• _Problem requirements_:
According to the page on Gervais' beaked whale, how many teeth does this whale have, and where are they?

• _Document section_:
Gervais’ Beaked Whale – Mesoplodon europaeus

European Gervais' Beaked Whale Species Canaries Canary Islands Atlantic Ocean Mesoplodon europaeus Tenerife Gran Canaria Fuerteventura Whale watching Lanzarote La Palma El Hierro Gomera
Gervais’ Beaked Whale – Mesoplodon europaeus

The Gervais’ Beaked Whale, also known as the European Beaked Whale, Antillian Beaked Whale or Gulf Stream Beaked Whale, belongs to the family of beaked whales and is therefore part of the infraorder of whales (Cetaceans). Mesoplodon europaeus was first described by Gervais in 1855.

Description, Anatomy & Characteristics

The Gervais’ Beaked Whale has a grey colouration, with the belly being somewhat lighter. The head is quite small and the melon only hinted at.

The females become up to 5.20m long, while males only 4.5m long. The maximum weight of Mesoplodon europaeus is at least 1.2t.

In addition, they have only two teeth, which are located in the lower jaw.

Habitat, Distribution & Occurrence

The Gervais’ Beaked Whale admittedly also has the colloquial name European Beaked Whale, occurs however predominantly at the east coast of America. Most sightings are from New York to Texas, but it is also often seen around several Caribbean islands. The southernmost sighting is known from Sao Paulo.

• _Given records_:

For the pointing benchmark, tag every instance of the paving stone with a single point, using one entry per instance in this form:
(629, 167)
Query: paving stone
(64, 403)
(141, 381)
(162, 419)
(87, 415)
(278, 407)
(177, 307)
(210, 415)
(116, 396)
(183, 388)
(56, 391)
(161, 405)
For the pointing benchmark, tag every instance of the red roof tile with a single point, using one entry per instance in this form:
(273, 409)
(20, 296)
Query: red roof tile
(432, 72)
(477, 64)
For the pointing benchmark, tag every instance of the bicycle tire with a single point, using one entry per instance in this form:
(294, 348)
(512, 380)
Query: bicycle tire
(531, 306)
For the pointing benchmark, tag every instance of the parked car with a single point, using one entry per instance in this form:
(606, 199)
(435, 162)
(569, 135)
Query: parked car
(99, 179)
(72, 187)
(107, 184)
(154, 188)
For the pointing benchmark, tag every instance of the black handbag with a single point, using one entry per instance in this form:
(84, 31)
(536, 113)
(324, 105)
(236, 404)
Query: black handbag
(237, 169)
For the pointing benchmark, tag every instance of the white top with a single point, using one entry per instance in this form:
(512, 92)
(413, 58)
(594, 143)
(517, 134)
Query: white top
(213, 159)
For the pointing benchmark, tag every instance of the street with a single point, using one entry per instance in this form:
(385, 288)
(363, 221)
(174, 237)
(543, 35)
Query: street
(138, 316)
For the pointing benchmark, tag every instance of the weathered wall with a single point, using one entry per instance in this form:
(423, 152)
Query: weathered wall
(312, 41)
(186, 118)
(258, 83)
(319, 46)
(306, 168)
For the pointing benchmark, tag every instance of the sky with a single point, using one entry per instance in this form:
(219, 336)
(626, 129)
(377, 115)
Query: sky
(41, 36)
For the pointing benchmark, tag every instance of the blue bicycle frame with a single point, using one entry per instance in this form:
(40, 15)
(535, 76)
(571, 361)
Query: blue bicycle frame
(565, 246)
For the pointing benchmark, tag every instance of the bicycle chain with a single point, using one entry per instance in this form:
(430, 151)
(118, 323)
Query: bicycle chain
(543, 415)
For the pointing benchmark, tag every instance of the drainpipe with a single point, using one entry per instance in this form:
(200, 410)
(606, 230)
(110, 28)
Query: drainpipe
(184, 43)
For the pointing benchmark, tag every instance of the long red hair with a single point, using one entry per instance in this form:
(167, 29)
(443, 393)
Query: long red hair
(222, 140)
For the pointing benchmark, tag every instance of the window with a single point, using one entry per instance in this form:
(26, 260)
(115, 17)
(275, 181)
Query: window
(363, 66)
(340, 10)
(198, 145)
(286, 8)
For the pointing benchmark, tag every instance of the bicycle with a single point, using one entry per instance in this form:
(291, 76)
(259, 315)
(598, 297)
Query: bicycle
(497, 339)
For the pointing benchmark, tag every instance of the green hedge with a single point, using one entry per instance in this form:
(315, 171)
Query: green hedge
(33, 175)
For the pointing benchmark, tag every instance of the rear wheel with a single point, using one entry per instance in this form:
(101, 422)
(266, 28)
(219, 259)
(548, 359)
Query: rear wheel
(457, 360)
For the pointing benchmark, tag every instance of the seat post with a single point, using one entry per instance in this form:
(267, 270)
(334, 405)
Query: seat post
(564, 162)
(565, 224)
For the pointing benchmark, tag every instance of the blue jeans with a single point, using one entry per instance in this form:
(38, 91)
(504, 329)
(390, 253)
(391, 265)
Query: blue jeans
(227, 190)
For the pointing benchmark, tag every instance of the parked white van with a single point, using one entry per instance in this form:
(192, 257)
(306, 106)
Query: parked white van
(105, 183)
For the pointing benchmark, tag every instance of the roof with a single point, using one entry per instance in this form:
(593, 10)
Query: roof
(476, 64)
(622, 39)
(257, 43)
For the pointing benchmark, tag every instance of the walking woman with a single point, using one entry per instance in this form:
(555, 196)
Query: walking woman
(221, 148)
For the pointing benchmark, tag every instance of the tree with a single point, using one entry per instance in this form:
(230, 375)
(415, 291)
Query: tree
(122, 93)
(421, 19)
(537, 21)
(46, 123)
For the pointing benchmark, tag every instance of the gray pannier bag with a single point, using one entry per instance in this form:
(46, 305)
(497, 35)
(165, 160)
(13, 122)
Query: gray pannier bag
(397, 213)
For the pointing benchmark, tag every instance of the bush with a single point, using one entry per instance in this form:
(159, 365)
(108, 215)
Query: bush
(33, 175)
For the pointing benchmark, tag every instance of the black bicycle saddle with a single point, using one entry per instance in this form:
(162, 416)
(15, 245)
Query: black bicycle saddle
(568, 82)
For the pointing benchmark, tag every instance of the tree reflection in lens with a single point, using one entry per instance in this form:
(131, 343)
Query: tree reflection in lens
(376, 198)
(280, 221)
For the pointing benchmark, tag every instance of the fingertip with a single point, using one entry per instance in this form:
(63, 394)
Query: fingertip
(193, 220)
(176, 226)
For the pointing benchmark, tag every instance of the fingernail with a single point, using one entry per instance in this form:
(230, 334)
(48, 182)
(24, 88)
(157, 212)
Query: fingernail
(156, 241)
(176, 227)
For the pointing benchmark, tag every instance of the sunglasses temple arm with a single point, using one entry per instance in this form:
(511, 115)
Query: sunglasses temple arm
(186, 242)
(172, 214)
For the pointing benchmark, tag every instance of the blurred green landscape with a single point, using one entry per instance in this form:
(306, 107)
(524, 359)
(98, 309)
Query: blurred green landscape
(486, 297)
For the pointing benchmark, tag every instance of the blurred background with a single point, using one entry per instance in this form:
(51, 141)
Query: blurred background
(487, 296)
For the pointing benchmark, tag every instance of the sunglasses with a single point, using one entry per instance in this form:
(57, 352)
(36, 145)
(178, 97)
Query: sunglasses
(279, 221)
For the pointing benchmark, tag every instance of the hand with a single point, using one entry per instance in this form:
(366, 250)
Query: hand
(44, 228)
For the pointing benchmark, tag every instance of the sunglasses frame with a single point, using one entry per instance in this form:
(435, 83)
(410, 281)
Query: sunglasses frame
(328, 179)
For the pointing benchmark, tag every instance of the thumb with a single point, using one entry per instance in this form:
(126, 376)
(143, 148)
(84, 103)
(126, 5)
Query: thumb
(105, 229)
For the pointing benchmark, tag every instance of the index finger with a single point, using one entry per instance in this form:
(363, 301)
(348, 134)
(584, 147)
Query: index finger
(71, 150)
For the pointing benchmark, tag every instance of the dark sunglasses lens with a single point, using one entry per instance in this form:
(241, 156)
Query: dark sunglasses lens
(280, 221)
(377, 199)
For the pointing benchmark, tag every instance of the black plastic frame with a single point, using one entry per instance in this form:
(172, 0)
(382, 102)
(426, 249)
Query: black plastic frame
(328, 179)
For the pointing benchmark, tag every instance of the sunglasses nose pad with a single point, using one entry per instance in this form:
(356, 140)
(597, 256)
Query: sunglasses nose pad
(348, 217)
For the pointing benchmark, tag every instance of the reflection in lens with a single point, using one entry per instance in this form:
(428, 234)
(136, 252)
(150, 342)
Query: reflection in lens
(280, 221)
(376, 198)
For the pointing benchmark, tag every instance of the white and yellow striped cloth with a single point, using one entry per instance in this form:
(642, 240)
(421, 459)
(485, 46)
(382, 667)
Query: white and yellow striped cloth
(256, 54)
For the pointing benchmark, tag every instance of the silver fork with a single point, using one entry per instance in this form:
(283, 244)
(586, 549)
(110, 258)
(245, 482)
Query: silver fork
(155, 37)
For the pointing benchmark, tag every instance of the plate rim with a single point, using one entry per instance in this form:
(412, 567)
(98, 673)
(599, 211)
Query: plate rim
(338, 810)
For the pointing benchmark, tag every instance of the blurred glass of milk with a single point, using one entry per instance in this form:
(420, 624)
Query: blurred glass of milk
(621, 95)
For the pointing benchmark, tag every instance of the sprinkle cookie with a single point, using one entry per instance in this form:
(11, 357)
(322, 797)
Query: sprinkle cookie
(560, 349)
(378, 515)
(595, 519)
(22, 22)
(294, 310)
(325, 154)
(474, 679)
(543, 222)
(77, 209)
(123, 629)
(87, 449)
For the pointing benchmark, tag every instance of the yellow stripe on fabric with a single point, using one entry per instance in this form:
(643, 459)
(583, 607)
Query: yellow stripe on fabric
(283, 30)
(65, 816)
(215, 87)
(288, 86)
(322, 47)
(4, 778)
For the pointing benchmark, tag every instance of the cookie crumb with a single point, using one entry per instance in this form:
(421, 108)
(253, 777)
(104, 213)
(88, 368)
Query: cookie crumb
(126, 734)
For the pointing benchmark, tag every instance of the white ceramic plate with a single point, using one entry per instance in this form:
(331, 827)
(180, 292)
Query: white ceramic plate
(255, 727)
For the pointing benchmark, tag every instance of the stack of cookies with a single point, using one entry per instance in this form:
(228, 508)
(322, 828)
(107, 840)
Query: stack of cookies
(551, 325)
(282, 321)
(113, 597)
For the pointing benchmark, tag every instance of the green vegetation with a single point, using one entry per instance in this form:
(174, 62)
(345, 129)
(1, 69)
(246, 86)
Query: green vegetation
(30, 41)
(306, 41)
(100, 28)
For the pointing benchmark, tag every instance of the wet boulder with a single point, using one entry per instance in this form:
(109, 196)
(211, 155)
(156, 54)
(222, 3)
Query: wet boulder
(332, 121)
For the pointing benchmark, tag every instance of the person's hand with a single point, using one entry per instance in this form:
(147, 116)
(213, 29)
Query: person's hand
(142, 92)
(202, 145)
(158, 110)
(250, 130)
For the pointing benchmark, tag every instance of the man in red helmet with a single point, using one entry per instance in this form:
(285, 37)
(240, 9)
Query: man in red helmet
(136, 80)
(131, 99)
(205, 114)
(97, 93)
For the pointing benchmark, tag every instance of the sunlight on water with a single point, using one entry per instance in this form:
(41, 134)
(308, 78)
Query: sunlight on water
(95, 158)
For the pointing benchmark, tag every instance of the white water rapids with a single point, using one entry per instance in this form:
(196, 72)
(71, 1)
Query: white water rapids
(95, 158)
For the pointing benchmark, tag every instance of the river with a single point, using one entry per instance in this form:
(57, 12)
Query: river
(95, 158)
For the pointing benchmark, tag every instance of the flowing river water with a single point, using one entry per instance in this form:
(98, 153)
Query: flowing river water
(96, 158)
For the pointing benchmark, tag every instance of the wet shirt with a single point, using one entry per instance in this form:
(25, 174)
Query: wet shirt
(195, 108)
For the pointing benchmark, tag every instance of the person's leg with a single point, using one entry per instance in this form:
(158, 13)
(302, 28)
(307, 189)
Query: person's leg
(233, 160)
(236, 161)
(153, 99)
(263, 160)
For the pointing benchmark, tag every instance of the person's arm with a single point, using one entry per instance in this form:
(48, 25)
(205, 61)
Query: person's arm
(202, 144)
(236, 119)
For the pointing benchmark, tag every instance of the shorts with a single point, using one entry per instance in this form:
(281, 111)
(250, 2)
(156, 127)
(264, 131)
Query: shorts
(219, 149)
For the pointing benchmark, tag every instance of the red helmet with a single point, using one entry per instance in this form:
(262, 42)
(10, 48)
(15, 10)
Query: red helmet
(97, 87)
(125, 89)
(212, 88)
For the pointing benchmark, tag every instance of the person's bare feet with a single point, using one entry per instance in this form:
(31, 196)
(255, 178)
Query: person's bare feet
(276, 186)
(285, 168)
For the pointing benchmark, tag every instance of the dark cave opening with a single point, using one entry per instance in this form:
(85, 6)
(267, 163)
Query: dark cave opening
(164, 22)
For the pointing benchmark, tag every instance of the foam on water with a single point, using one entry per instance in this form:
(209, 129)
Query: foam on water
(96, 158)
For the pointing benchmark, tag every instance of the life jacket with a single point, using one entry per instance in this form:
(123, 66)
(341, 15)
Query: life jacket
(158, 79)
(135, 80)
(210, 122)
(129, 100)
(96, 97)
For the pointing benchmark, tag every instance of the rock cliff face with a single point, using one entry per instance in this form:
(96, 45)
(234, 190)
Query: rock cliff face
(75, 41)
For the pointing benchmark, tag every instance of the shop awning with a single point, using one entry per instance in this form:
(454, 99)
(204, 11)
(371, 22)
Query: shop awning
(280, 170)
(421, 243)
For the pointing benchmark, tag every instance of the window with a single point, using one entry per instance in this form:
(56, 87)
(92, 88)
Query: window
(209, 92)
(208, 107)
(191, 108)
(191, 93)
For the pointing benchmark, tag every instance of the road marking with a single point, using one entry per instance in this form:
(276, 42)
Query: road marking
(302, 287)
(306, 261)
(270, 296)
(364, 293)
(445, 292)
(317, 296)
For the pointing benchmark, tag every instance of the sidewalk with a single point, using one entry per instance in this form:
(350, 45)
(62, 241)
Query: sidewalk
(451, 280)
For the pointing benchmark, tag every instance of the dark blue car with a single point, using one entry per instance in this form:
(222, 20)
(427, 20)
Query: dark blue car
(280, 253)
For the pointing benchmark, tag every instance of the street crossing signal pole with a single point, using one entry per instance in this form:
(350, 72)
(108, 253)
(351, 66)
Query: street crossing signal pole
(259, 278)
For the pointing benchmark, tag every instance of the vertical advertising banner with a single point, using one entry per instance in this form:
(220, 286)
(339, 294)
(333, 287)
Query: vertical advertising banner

• _Response for this exercise_:
It has only two teeth, located in the lower jaw.